## ATIVIDADE
Reproduza na íntegra o texto sobre o BPC-LOAS que aparece abaixo, preservando cada caractere, a pontuação e as quebras de linha.

Distorções interpretativas sobre a aplicação dos critérios de vulnerabilidade socioeconômica na concessão do BPC-LOAS, com especial enfoque nas alterações promovidas pelo decreto 12.534/25.

quinta-feira, 4 de setembro de 2025

Atualizado às 14:01

1. Introdução: Novos desafios à proteção social no contexto do decreto 12.534/25

A efetivação dos direitos fundamentais sociais no ordenamento jurídico brasileiro enfrenta desafios hermenêuticos que se intensificaram significativamente com a publicação do decreto 12.534, de 25 de junho de 2025, que promoveu alterações substanciais no regulamento do BPC - Benefício de Prestação Continuada. A nova normativa, ao revogar o inciso II do § 2º do art. 4º do decreto 6.214/07, passou a computar os valores recebidos a título de programas de transferência de renda, como o Bolsa Família, no cálculo da renda familiar per capita para fins de concessão do benefício assistencial.

Esta alteração normativa representa um retrocesso significativo na proteção social brasileira, criando barreiras adicionais ao acesso de famílias em situação de vulnerabilidade socioeconômica ao BPC. A mudança é particularmente preocupante quando analisada em conjunto com as distorções interpretativas já existentes na aplicação dos critérios de vulnerabilidade, que têm resultado na utilização inadequada de parâmetros subjetivos para restringir o acesso ao direito fundamental à assistência social.

[Itens armazenados do conjunto de dados]
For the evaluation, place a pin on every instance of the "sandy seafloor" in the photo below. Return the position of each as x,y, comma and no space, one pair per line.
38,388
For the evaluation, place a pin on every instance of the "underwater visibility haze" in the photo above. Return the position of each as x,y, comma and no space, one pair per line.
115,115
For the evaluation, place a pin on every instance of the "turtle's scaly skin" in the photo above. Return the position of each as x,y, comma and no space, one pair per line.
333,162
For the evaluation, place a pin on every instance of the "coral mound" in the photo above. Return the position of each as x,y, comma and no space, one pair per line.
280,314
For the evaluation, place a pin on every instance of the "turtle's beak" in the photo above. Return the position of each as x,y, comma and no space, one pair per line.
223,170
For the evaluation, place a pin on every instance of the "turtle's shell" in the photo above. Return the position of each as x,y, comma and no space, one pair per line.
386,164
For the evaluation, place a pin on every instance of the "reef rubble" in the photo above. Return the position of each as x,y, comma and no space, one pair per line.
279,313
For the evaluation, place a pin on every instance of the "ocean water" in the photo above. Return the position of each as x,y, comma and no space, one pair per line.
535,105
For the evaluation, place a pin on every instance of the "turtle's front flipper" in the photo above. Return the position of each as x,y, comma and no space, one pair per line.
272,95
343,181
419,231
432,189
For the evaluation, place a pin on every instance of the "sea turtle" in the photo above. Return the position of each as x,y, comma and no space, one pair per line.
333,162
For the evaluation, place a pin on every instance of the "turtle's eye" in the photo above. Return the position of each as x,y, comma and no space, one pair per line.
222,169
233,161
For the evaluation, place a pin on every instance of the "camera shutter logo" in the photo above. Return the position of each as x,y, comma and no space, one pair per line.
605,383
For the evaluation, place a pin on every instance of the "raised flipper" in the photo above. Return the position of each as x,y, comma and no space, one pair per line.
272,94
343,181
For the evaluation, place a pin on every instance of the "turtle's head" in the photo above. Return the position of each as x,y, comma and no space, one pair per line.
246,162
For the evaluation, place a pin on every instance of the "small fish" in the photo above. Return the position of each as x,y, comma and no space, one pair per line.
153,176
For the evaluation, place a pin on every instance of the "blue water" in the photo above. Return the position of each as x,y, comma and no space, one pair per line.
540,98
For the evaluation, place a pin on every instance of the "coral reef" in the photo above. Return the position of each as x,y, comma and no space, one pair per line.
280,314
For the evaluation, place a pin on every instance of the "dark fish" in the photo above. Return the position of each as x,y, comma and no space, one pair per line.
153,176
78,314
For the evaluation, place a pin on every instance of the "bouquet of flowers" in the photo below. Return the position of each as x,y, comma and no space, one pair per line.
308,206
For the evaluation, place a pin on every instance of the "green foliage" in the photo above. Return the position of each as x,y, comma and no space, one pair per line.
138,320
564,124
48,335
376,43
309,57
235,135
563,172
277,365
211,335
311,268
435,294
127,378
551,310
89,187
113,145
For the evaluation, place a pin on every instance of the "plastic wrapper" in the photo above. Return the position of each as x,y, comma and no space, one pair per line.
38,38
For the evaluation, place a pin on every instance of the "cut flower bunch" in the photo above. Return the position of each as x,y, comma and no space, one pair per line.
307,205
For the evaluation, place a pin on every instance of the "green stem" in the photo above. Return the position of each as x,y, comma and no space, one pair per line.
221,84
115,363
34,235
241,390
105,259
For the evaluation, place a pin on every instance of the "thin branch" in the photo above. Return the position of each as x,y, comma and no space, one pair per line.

## RESULTADO DA ATIVIDADE
Distorções interpretativas sobre a aplicação dos critérios de vulnerabilidade socioeconômica na concessão do BPC-LOAS, com especial enfoque nas alterações promovidas pelo decreto 12.534/25.

quinta-feira, 4 de setembro de 2025

Atualizado às 14:01

1. Introdução: Novos desafios à proteção social no contexto do decreto 12.534/25

A efetivação dos direitos fundamentais sociais no ordenamento jurídico brasileiro enfrenta desafios hermenêuticos que se intensificaram significativamente com a publicação do decreto 12.534, de 25 de junho de 2025, que promoveu alterações substanciais no regulamento do BPC - Benefício de Prestação Continuada. A nova normativa, ao revogar o inciso II do § 2º do art. 4º do decreto 6.214/07, passou a computar os valores recebidos a título de programas de transferência de renda, como o Bolsa Família, no cálculo da renda familiar per capita para fins de concessão do benefício assistencial.

Esta alteração normativa representa um retrocesso significativo na proteção social brasileira, criando barreiras adicionais ao acesso de famílias em situação de vulnerabilidade socioeconômica ao BPC. A mudança é particularmente preocupante quando analisada em conjunto com as distorções interpretativas já existentes na aplicação dos critérios de vulnerabilidade, que têm resultado na utilização inadequada de parâmetros subjetivos para restringir o acesso ao direito fundamental à assistência social.